- ИСХОДНЫЙ ФРАГМЕНТ -
<<<<
Папа был очень привлекательным мужчиной европейской внешности: волнистые пепельного цвета волосы, серо-зелёные глаза с длинными ресницами, густые брови, красиво очерченный подбородок. Его неоднократно, прямо на улице, останавливали разные киношники и предлагали отсняться то в роли французского революционера, то в роли английского дипломата. Однажды, из любопытства, он дал себя увести на киностудию, чтобы сделать пробу. Там на него накинулись помрежи, ассистенты, гримёры: напудрили, намазали волосы бриолином, наклеили усы, нацепили на шею огромное жабо… Перепуганный папа попросился на минутку в туалет и поспешно удрал, вместе с наклеенными усами.

Как я уже писал, он был неутомим в застольях, мог много выпить; зажав в зубах нож, зажигательно танцевал лезгинку; пел бесконечные кавказские частушки с одним и тем же философским припевом: «Больше любишь – меньше спишь, меньше любишь – больше спишь!» Папа нравился женщинам – вспоминаю, какие призывные взгляды бросали на него мамины подруги. Не сомневаюсь, что у него были романы на стороне, но он вёл себя осторожно, как минёр, и мама никогда об этом не знала. Когда я женился, он дал мне завет:

– Я уверен: у тебя будут другие женщины, я могу это понять. Но я тебе не прощу, если об этом узнает Майя – своих жён нельзя огорчать, особенно, таких любящих, как она. Запомни!

И я запомнил это на всю жизнь и вёл себя, согласно папиному завету.
>>>>
- Записи из набора для разметки -
<<<<
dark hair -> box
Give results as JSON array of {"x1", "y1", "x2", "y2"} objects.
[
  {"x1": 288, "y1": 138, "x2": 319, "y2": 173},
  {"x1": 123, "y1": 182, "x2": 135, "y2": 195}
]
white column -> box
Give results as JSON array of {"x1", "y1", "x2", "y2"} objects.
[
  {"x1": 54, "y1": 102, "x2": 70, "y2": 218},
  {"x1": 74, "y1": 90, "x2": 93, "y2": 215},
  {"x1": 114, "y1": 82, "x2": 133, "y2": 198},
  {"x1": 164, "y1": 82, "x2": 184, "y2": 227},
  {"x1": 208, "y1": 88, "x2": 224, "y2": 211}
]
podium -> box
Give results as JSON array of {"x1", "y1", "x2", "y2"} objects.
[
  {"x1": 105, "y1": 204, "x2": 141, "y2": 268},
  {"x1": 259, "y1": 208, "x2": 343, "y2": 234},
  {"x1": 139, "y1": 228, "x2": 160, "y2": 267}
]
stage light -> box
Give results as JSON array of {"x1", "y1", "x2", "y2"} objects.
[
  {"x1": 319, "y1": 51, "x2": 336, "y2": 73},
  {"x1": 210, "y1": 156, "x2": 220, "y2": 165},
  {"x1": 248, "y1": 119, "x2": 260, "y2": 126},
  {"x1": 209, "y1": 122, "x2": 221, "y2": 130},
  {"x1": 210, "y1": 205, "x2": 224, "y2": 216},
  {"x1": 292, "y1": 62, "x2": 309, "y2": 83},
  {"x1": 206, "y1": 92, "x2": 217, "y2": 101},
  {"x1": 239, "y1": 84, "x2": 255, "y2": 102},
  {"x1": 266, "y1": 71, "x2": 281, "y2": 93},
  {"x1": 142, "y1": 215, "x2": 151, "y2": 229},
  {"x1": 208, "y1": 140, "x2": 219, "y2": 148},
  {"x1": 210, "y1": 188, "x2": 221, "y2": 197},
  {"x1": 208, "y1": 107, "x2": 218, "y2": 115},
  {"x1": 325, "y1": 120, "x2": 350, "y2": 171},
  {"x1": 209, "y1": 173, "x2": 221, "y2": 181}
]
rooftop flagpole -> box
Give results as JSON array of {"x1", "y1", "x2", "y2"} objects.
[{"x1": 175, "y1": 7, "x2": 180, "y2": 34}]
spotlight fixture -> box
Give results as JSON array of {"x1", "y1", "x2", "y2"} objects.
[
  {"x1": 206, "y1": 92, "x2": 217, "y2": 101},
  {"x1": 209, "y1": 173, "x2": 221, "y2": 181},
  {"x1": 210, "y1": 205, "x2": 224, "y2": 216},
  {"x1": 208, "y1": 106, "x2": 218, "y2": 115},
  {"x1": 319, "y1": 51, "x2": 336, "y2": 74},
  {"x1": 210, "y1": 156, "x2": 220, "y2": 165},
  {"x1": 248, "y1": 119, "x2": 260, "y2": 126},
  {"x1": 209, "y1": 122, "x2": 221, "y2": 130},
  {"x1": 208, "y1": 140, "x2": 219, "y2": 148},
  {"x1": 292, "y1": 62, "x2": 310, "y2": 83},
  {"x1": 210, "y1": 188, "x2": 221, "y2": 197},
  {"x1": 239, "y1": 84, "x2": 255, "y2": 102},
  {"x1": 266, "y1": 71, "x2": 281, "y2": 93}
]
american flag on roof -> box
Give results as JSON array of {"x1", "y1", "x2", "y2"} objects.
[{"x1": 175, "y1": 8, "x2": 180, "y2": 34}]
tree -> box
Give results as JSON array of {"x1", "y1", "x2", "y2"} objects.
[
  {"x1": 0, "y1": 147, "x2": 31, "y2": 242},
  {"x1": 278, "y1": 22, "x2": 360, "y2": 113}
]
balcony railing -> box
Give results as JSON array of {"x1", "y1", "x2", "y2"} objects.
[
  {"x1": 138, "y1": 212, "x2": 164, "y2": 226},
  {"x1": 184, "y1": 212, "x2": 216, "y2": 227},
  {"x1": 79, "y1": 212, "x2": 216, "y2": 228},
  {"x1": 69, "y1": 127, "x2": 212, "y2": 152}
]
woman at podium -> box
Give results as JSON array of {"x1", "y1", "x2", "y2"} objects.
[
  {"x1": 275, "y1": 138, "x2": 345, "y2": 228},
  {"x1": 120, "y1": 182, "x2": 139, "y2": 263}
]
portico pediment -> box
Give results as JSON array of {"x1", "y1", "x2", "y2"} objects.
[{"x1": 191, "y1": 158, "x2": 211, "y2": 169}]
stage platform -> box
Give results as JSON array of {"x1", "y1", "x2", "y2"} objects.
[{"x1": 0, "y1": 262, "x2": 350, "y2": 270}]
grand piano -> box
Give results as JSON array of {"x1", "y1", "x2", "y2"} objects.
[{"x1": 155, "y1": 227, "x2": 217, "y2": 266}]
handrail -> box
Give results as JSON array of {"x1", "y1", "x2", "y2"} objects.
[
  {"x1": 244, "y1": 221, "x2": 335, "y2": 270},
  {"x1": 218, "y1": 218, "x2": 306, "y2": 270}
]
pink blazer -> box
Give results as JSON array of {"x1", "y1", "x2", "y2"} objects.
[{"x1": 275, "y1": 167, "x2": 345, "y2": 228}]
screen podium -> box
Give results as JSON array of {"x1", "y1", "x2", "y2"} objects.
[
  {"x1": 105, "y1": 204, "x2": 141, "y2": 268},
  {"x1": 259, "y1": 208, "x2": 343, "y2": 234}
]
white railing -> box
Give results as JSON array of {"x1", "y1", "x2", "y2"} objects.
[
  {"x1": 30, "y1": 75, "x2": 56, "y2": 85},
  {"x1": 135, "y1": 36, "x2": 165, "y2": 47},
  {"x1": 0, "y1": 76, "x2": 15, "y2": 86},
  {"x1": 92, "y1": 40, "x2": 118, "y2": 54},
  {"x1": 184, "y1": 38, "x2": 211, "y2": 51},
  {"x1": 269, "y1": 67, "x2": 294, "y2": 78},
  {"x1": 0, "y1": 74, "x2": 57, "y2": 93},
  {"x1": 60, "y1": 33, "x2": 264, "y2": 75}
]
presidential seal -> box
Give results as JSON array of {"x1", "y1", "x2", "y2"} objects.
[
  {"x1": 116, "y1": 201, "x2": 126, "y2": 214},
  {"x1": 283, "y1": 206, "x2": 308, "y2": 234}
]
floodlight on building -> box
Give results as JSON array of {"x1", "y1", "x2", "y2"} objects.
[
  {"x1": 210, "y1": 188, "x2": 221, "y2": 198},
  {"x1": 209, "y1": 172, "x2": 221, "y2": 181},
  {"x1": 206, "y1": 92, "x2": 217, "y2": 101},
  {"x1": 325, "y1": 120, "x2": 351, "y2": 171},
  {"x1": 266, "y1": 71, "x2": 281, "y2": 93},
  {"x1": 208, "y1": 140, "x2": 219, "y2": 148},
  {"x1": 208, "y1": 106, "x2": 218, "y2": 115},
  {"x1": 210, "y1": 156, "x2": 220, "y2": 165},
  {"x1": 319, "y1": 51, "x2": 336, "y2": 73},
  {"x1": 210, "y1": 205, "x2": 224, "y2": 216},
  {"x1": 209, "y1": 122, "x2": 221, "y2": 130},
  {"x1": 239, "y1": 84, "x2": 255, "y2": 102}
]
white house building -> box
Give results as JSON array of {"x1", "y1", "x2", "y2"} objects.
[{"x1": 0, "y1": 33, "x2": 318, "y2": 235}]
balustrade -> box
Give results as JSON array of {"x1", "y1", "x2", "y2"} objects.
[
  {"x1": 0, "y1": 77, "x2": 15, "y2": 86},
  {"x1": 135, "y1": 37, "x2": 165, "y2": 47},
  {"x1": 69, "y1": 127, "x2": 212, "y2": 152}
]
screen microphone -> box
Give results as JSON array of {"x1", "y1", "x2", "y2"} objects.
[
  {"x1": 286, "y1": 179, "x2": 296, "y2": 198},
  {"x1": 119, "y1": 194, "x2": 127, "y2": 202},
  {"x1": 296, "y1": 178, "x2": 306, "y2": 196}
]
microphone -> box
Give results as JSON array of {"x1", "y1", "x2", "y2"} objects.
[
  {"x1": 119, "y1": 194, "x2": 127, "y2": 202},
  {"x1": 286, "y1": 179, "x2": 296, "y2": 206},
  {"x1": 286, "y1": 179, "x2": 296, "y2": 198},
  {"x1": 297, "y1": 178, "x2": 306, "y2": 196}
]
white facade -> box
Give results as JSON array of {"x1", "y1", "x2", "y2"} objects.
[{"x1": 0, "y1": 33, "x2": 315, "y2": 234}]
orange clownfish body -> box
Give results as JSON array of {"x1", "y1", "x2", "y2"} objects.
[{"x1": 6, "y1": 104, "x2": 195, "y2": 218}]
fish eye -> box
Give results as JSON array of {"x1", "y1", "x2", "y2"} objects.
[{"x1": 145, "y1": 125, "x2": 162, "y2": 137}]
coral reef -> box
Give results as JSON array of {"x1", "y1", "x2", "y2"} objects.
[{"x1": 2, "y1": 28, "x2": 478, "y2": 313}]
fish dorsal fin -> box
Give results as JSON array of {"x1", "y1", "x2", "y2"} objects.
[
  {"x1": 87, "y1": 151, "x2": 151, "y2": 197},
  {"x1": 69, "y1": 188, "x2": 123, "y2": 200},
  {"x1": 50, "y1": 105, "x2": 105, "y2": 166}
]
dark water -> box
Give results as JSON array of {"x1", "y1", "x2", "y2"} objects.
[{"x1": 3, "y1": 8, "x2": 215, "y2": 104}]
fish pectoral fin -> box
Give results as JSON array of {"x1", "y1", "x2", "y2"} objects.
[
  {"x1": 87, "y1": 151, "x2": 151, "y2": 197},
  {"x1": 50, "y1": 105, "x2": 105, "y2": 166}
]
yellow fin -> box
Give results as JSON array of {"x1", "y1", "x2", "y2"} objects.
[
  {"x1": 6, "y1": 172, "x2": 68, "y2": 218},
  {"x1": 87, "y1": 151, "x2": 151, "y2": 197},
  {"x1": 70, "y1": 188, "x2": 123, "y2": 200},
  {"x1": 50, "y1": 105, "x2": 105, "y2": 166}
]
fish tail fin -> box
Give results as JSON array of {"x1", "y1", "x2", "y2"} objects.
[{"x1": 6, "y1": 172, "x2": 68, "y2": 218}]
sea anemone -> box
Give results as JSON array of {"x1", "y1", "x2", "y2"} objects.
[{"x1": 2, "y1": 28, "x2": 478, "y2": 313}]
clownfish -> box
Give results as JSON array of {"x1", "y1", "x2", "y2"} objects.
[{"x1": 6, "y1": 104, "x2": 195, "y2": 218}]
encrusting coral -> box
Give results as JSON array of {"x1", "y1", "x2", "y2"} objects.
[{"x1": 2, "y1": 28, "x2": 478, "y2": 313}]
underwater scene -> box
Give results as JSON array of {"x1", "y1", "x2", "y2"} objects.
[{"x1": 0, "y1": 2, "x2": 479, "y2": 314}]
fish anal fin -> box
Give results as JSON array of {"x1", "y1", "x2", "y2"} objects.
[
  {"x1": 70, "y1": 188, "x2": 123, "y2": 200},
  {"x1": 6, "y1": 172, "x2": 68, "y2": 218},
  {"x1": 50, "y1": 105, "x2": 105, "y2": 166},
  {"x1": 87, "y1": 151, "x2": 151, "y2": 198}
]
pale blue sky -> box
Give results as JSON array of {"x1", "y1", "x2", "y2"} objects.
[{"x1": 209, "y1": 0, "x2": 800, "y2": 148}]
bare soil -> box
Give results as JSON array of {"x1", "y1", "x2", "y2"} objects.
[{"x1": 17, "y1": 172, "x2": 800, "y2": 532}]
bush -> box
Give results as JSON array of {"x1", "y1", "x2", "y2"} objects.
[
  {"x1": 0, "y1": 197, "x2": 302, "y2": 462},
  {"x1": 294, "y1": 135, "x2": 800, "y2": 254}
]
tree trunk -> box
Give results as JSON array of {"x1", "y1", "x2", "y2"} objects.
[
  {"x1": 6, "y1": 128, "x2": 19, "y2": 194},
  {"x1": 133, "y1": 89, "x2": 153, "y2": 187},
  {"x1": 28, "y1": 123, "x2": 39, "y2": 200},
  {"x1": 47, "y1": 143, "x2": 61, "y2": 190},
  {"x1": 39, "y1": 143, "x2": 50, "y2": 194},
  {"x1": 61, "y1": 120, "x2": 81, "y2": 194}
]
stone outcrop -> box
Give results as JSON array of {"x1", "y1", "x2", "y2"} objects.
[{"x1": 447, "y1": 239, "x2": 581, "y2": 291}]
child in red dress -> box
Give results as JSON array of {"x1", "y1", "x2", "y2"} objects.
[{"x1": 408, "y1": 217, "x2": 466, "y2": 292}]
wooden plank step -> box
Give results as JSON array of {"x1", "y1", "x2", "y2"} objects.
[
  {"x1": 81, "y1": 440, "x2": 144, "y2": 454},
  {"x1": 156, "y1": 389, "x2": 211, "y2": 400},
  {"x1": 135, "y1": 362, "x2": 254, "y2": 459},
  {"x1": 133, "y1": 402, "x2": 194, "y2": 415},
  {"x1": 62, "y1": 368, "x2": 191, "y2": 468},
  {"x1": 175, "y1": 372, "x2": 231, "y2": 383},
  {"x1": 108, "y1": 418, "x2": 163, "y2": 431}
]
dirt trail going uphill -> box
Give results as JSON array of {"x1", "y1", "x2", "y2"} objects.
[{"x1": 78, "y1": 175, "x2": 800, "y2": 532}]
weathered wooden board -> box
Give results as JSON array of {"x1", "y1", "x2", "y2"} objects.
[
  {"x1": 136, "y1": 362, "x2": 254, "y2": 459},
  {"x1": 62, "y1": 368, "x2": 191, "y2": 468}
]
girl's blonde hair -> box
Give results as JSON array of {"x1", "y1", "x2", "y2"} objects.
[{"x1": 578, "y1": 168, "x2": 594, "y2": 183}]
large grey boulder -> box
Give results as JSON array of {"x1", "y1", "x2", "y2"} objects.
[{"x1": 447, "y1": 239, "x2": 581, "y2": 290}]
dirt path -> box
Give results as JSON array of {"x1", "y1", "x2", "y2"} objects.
>>>>
- НАД ЧЕМ РАБОТАТЬ -
**1)** Замените в исходном фрагменте «Майя» на «Вера» и приведите его часть, начиная с «Как я уже писал, он» и продолжая до «согласно папиному завету.».
**2)** Какой философский припев был у кавказских частушек, которые пел папа, согласно исходному фрагменту?
Листинг представляет собой самостоятельный материал, не связанный с фрагментом.

- НАБОР ОТВЕТОВ -
**1)**
Как я уже писал, он был неутомим в застольях, мог много выпить; зажав в зубах нож, зажигательно танцевал лезгинку; пел бесконечные кавказские частушки с одним и тем же философским припевом: «Больше любишь – меньше спишь, меньше любишь – больше спишь!» Папа нравился женщинам – вспоминаю, какие призывные взгляды бросали на него мамины подруги. Не сомневаюсь, что у него были романы на стороне, но он вёл себя осторожно, как минёр, и мама никогда об этом не знала. Когда я женился, он дал мне завет:

– Я уверен: у тебя будут другие женщины, я могу это понять. Но я тебе не прощу, если об этом узнает Вера – своих жён нельзя огорчать, особенно, таких любящих, как она. Запомни!

И я запомнил это на всю жизнь и вёл себя, согласно папиному завету.

**2)** «Больше любишь – меньше спишь, меньше любишь – больше спишь!»